* Begin MATERIAL FOR THE TASK *
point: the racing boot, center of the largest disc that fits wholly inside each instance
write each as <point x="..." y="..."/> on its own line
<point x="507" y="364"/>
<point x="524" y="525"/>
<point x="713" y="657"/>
* End MATERIAL FOR THE TASK *
■ AIM OF THE EXERCISE
Please substitute "riding boot" for "racing boot" in the records above and return them otherwise unchanged.

■ RESULT OF THIS EXERCISE
point: the riding boot, center of the largest disc that fits wholly inside each instance
write each as <point x="..." y="..."/> on its own line
<point x="507" y="364"/>
<point x="524" y="525"/>
<point x="713" y="657"/>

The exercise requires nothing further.